### RECORDS TO PROCESS
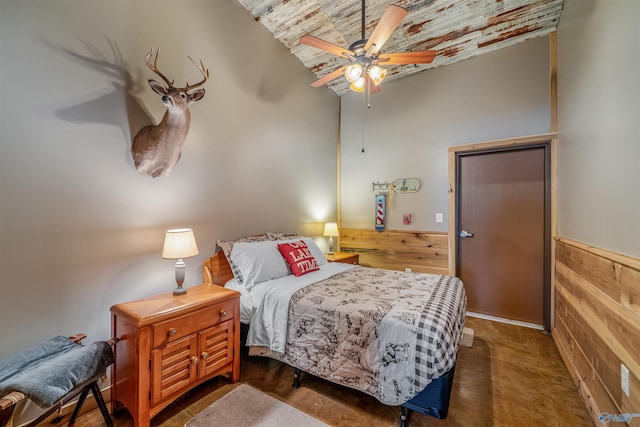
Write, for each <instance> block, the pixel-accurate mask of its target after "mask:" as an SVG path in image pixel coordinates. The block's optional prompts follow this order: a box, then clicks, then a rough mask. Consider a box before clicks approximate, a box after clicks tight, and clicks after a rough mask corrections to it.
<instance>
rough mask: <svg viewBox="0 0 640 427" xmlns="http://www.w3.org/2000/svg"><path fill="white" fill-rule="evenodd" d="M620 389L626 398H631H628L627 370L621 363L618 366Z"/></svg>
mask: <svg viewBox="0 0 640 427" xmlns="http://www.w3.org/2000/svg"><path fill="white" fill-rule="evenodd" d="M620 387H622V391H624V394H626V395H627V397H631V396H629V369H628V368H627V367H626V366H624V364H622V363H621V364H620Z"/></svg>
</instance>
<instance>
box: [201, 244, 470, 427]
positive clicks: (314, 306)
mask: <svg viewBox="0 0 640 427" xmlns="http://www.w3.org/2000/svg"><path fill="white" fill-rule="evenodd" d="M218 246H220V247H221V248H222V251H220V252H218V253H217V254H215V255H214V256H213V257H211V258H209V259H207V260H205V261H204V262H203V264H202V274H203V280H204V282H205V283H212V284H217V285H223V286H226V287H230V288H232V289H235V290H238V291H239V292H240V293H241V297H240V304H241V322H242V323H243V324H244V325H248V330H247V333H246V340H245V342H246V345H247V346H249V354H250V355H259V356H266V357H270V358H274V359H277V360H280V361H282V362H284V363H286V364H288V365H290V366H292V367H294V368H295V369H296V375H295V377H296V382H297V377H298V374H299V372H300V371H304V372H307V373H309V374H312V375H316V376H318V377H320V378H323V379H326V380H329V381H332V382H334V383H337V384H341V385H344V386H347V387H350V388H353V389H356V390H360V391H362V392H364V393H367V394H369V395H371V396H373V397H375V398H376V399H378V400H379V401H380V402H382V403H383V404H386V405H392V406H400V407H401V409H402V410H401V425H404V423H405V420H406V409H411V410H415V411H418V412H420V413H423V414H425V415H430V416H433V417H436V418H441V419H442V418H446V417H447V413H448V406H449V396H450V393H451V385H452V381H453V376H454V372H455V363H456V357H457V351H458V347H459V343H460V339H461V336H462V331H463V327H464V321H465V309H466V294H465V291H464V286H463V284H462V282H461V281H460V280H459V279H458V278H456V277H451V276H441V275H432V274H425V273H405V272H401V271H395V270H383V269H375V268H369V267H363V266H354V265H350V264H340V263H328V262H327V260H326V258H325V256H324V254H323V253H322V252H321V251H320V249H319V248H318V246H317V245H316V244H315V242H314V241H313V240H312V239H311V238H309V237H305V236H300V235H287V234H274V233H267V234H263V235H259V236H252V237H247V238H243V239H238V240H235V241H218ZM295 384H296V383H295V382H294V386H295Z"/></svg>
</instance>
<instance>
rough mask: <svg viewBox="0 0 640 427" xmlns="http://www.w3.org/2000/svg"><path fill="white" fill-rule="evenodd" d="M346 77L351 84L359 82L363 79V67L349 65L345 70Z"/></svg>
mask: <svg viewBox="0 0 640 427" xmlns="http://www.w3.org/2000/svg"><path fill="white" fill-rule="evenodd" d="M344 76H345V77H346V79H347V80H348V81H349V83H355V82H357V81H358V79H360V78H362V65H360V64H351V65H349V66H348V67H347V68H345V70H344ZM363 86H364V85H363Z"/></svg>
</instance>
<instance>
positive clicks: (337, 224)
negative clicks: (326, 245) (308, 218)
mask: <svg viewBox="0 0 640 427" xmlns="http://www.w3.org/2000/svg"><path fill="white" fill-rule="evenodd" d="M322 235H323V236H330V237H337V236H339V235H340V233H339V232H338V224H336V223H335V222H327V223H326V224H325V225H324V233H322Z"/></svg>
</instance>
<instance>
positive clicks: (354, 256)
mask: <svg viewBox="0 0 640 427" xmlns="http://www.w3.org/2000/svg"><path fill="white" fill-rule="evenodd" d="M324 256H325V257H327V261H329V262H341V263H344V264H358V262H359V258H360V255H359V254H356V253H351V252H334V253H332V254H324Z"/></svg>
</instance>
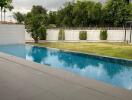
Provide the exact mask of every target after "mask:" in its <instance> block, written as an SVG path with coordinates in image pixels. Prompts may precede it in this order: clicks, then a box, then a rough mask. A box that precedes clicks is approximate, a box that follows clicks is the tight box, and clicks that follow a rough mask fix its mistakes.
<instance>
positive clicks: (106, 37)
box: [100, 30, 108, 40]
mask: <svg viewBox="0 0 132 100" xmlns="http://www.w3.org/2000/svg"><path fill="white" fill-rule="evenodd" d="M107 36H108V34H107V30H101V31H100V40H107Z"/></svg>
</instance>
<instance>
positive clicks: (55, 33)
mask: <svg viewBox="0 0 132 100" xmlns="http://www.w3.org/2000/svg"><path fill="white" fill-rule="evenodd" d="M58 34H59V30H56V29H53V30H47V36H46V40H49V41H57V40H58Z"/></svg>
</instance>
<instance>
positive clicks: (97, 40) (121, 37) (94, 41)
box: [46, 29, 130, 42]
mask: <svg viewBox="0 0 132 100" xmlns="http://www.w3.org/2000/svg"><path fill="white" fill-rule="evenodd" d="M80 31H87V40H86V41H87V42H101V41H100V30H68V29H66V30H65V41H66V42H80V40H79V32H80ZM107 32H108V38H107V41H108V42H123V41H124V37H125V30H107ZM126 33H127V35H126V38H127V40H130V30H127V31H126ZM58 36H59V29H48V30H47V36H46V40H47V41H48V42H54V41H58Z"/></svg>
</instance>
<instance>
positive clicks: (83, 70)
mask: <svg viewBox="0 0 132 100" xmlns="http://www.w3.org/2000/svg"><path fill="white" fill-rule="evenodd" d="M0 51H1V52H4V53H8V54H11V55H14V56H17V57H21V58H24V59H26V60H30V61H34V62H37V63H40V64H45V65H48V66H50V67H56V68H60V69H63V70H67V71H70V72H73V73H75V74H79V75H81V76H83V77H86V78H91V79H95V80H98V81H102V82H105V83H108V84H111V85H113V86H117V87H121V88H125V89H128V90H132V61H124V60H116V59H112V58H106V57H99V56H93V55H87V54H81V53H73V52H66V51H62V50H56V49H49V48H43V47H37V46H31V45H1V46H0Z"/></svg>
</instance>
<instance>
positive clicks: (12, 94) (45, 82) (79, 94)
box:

### EXERCISE OBJECTIVE
Only these lines belong in the answer: the first line of the listing above through the line holding "box: [201, 244, 470, 427]", printed exactly and without pictures.

### ANSWER
Write, for each <instance> block, the pixel-accurate mask of its target after "mask:" as an SVG path in image pixel coordinates. The block's optional prompts follow this order: a box, then clicks, then a rough mask. Consider a box before clicks approximate, a box after clicks tight, and clicks after a rough mask corrections to it.
<instance>
rough mask: <svg viewBox="0 0 640 427" xmlns="http://www.w3.org/2000/svg"><path fill="white" fill-rule="evenodd" d="M620 389L626 398H631H628L627 370L621 363L618 366Z"/></svg>
mask: <svg viewBox="0 0 640 427" xmlns="http://www.w3.org/2000/svg"><path fill="white" fill-rule="evenodd" d="M620 387H622V391H624V394H626V395H627V397H631V396H629V369H628V368H627V367H626V366H624V364H622V363H621V364H620Z"/></svg>
</instance>
<instance>
box: [201, 244, 470, 427]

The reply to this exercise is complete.